Photo object pointing records:
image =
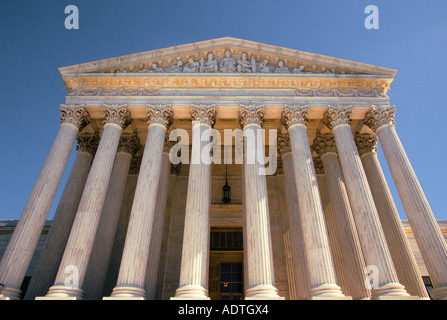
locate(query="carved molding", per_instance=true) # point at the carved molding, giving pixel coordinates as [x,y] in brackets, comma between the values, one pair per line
[379,116]
[366,143]
[88,142]
[337,115]
[129,143]
[204,113]
[303,86]
[159,114]
[251,114]
[324,143]
[294,115]
[284,144]
[74,114]
[116,114]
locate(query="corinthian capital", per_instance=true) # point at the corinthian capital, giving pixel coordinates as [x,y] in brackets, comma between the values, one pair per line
[365,143]
[283,144]
[294,115]
[88,142]
[116,114]
[379,116]
[337,115]
[324,143]
[251,114]
[204,113]
[159,114]
[129,143]
[74,114]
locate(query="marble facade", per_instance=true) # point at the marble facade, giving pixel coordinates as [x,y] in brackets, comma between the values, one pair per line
[131,224]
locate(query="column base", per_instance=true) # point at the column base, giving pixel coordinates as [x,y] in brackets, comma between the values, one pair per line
[327,291]
[262,292]
[191,292]
[127,293]
[391,291]
[440,293]
[62,292]
[10,293]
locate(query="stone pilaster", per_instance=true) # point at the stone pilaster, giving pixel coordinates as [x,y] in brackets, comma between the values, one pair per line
[102,248]
[420,216]
[195,252]
[53,249]
[369,230]
[300,268]
[404,261]
[80,242]
[131,277]
[154,262]
[258,247]
[22,244]
[352,258]
[123,222]
[320,265]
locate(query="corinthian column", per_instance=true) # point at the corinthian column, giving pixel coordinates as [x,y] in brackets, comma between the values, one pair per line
[80,242]
[353,263]
[404,261]
[369,230]
[53,249]
[131,277]
[320,265]
[102,248]
[301,273]
[159,227]
[258,246]
[195,252]
[427,233]
[23,242]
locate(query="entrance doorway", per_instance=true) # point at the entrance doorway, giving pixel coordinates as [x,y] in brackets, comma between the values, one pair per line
[226,277]
[231,281]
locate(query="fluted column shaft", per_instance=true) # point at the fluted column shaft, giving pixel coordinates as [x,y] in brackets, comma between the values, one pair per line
[23,242]
[131,277]
[158,228]
[53,249]
[195,251]
[320,264]
[403,258]
[102,247]
[426,230]
[372,239]
[353,261]
[80,242]
[300,267]
[258,247]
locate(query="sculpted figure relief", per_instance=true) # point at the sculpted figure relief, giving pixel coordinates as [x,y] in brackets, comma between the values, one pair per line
[191,66]
[210,65]
[264,66]
[155,68]
[178,67]
[243,65]
[281,68]
[228,63]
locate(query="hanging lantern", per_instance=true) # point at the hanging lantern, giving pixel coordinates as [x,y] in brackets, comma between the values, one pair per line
[226,189]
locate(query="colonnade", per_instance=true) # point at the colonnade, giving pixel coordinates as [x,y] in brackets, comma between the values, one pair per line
[75,258]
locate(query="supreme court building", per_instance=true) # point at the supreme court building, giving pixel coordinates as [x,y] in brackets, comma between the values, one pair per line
[293,205]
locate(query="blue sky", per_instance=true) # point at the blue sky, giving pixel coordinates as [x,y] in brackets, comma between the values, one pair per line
[34,44]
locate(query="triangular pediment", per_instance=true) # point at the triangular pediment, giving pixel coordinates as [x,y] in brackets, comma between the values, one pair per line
[227,55]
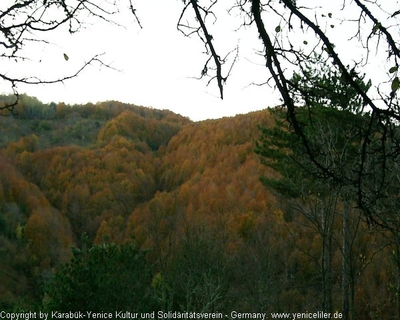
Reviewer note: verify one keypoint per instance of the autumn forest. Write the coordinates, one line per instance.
(112, 206)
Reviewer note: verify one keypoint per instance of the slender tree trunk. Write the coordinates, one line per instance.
(326, 264)
(346, 264)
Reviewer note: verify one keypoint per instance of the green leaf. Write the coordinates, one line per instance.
(395, 84)
(393, 69)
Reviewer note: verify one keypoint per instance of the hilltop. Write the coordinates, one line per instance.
(188, 193)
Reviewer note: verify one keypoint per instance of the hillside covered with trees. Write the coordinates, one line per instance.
(113, 206)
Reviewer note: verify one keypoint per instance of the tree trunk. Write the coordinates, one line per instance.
(346, 265)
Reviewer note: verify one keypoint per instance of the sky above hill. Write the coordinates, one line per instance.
(156, 66)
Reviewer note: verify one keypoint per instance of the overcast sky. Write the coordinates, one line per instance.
(155, 66)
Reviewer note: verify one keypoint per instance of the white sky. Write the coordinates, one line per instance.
(158, 65)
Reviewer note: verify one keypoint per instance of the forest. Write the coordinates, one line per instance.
(112, 206)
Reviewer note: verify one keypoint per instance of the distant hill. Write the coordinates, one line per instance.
(188, 192)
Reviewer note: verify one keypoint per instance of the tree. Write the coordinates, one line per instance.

_Your objective_. Duplicate the lines from the one containing "at the triangular" through the final line of the records, inclusive. Omit the pictures from the output.

_Output for this task_.
locate(query="triangular pediment", per_instance=true) # point at the triangular pediment, giving pixel coordinates as [x,y] in brackets, comma between the values, one pair per line
[227,55]
Reviewer note: verify one keypoint per instance of the autumn forest. Write the coordinates, one line per instance.
(112, 206)
Reviewer note: verify one keypoint per instance of the slender tree trunk. Write the coordinates, one line per instance.
(326, 264)
(346, 264)
Reviewer note: verify one keypoint per instance of the green leaf. Write the coordinates, one line per instance.
(395, 84)
(393, 69)
Reviewer note: verify one keypoint per instance of the hilltop. Write the coordinates, one line per instance.
(188, 193)
Reviewer note: verify one keypoint per instance of the hillside covered with trees. Write the coordinates, one line per instance.
(113, 206)
Reviewer note: verify one keypoint per instance of the tree trunk. Write the coordinates, one line per instance.
(346, 265)
Reviewer note: verify one keypoint per instance of the sky above hill. Write the coordinates, one line per instance.
(156, 66)
Reviewer note: verify one keypoint per instance of the overcast sky. Write the coordinates, one line per instance.
(155, 66)
Reviewer note: verify one keypoint per instance of the white sky. Write the coordinates, one line per instance.
(158, 65)
Reviewer note: verify one keypoint per instance of the forest. Write the coordinates, one line per instance.
(112, 206)
Reviewer note: verify one keypoint per instance of the distant hill. Write the coordinates, one line per instance.
(188, 192)
Reviewer note: verify one keypoint per instance of the tree. Write the coordinates, one line per instance.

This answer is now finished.